# START OF Document extract

Attached files

file filename
8-K - IREIT - FORM 8-K - 4/14/14 - Inland Real Estate Income Trust, Inc.ireit-8k.htm
EX-10.4 - POST CLOSING AND INDEMNITY AGREEMENT - Inland Real Estate Income Trust, Inc.exh-104.htm
EX-10.3 - LEASE ASSIGNMENT - Inland Real Estate Income Trust, Inc.exh_103.htm
EX-10.1 - AGREEMENT FOR SALE AND PURCHASE AND JOINT ESCROW INSTRUCTIONS - Inland Real Estate Income Trust, Inc.exh-101.htm

Exhibit 10.2 

 

ASSIGNMENT AND ASSUMPTIONOF AGREEMENT FOR SALE AND PURCHASE AND JOINT ESCROW INSTRUCTIONS

 

This ASSIGNMENT AND ASSUMPTION OF AGREEMENT FOR SALE AND PURCHASE AND JOINT ESCROW INSTRUCTIONS (this “Assignment”) is made and entered into this 8 day of April, 2014 by Inland Real Estate Acquisitions Inc., an Illinois Corporation, (“Assignor”), and IREIT Mansfield Pointe, L.L.C., a Delaware limited liability company (“Assignee”).

 

RECITALS

 

A. Mansfield SEQ 287 & Debbie LTD. A Texas limited partnership (“Seller”) and Assignor have previously entered into that certain Purchase and Sale Agreement dated as of February 18, 2014, as amended, (the “Purchase Agreement”), relating to the sale of a certain shopping center commonly known as Mansfield Pointe Shopping Center located at the Northwest Corner of U.S. Highway 287 and Home Depot Drive in the City of Mansfield, Tarrant County, Texas.

 

B. Assignor desires to assign its interest in and to the Purchase Agreement to Assignee upon the terms and conditions contained herein.

# END OF Document extract
# START OF Dataset excerpts

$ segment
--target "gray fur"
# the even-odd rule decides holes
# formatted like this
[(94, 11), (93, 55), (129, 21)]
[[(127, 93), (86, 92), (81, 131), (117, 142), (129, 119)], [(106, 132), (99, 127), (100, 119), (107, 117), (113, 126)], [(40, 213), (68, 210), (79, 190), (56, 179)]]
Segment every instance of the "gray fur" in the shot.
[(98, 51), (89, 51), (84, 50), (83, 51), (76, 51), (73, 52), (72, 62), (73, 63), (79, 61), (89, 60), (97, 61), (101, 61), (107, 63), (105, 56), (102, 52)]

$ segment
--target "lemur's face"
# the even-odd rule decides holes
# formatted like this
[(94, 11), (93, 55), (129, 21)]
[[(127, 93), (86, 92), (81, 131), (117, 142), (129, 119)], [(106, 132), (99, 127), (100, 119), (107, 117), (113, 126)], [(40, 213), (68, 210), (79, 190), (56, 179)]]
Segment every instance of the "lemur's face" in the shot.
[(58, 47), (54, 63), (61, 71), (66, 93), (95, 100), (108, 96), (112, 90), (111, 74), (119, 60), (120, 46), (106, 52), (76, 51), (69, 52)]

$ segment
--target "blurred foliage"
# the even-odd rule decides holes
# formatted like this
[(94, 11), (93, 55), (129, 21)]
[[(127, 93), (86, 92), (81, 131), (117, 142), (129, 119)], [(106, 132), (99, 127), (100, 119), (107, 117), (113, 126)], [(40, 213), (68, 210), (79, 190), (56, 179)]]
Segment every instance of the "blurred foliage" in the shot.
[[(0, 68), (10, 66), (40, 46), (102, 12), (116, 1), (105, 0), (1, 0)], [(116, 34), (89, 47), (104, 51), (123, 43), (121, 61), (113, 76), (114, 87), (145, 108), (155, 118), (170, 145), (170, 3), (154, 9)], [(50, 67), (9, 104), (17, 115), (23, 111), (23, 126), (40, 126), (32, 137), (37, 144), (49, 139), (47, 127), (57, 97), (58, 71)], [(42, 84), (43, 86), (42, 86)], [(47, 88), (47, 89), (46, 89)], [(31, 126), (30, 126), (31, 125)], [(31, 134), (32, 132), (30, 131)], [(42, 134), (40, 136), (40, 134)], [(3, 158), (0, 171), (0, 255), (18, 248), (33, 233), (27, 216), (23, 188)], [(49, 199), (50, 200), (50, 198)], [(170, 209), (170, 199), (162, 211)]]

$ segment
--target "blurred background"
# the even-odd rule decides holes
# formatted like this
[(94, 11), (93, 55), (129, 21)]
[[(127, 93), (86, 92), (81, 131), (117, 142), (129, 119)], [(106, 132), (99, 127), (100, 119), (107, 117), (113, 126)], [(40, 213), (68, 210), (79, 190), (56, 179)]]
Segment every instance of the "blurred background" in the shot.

# END OF Dataset excerpts

→ **Stated task 1**
Say whether each statement agrees with the assignment agreement, answering yes or no and quoting the words that decide it: (a) the Assignment was made in April 2014; (b) the Assignee is an Illinois corporation; (c) the Purchase Agreement is dated February 18, 2014.
→ **Stated task 2**
Please rewrite the listing, from its first line to the line with "56), (102, 52)]", as a Markdown table with the columns Row and Line, leaving out blank lines.

→ **Written reply 1**
(a) Yes: "this 8 day of April, 2014"
(b) No: "a Delaware limited liability company (“Assignee”)"
(c) Yes: "dated as of February 18, 2014"

→ **Written reply 2**
| Row | Line |
|---|---|
| 1 | $ segment |
| 2 | --target "gray fur" |
| 3 | # the even-odd rule decides holes |
| 4 | # formatted like this |
| 5 | [(94, 11), (93, 55), (129, 21)] |
| 6 | [[(127, 93), (86, 92), (81, 131), (117, 142), (129, 119)], [(106, 132), (99, 127), (100, 119), (107, 117), (113, 126)], [(40, 213), (68, 210), (79, 190), (56, 179)]] |
| 7 | Segment every instance of the "gray fur" in the shot. |
| 8 | [(98, 51), (89, 51), (84, 50), (83, 51), (76, 51), (73, 52), (72, 62), (73, 63), (79, 61), (89, 60), (97, 61), (101, 61), (107, 63), (105, 56), (102, 52)] |